PROBLEM DETAILS -> Reproduce the lines of the entries below from the line with "Target: wheel arch" to the line with "left=885, top=472, right=915, bottom=490", including both of those lines.

(Annotated coordinate records)
◆ ◆ ◆ ◆ ◆
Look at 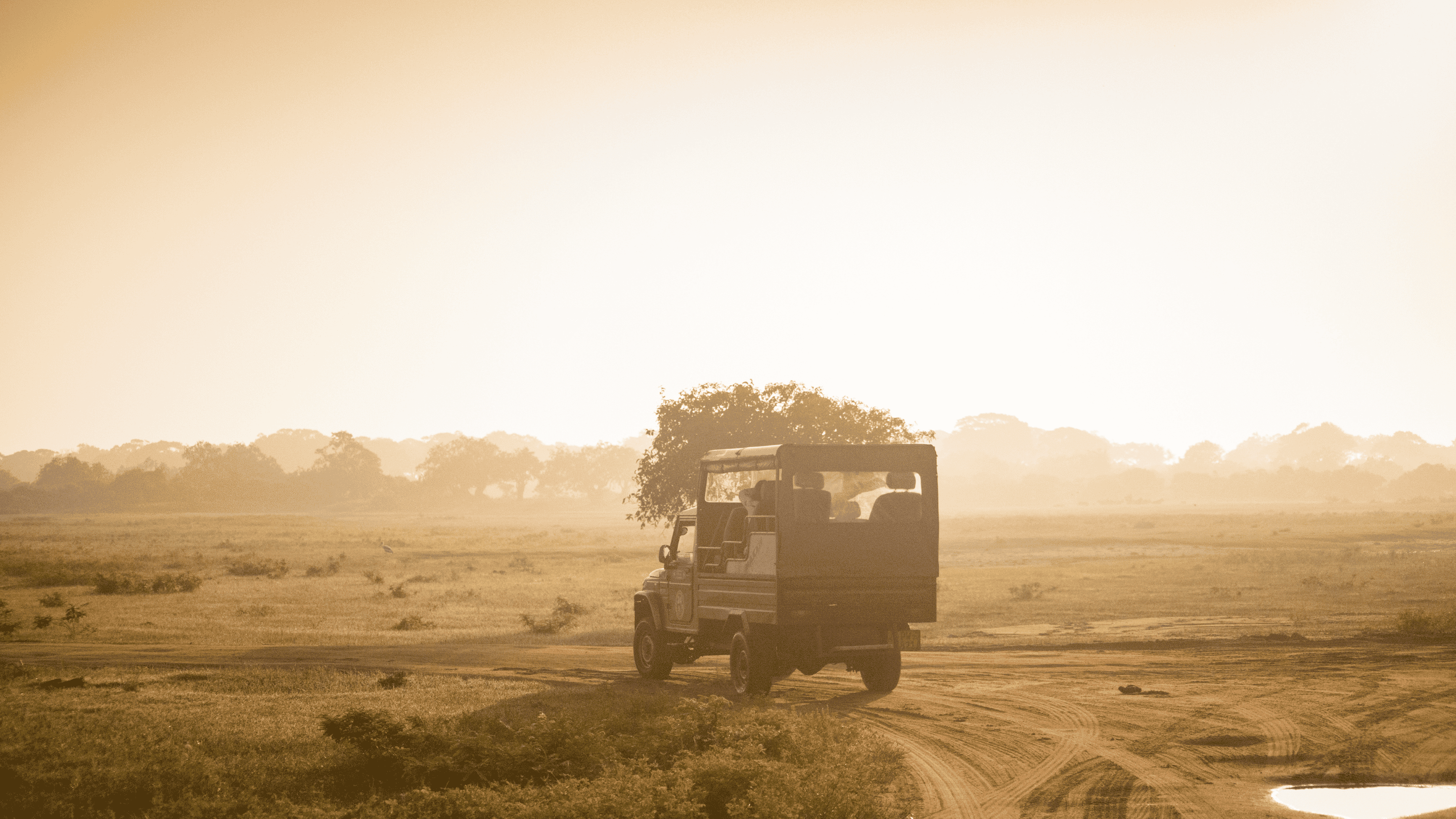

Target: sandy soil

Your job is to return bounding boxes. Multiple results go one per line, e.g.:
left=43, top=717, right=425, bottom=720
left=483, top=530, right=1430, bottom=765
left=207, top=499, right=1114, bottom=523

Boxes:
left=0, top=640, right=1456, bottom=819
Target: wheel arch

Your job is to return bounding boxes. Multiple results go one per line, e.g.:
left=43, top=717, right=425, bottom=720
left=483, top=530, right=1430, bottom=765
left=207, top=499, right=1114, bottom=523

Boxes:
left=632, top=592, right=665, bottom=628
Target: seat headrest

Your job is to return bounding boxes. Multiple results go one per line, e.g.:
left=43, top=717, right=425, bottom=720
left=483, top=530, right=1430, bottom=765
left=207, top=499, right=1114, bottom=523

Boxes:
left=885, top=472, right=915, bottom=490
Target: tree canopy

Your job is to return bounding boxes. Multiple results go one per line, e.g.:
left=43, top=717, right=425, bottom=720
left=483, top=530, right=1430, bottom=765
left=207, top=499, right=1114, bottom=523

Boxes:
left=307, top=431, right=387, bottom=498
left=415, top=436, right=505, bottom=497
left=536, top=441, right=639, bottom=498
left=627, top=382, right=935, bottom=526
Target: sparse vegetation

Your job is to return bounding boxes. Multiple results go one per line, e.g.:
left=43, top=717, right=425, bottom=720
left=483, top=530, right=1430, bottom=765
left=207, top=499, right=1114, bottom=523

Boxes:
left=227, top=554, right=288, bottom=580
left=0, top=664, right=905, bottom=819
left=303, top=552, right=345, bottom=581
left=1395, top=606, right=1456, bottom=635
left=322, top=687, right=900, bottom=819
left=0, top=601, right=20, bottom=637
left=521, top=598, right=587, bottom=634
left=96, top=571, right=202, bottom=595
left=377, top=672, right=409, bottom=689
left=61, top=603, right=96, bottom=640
◆ ◆ ◆ ◆ ◆
WORKED ANSWER ->
Target: wheel arch

Your job is to return bounding boxes. Multiple results go one per line, e.g.:
left=43, top=717, right=425, bottom=720
left=483, top=530, right=1430, bottom=765
left=207, top=499, right=1114, bottom=523

Boxes:
left=632, top=592, right=665, bottom=628
Target: seat headrest

Your job is to return bounding boxes. Multiple results go one per line, e.g.:
left=43, top=717, right=425, bottom=720
left=483, top=530, right=1430, bottom=765
left=207, top=499, right=1114, bottom=523

Boxes:
left=885, top=472, right=915, bottom=490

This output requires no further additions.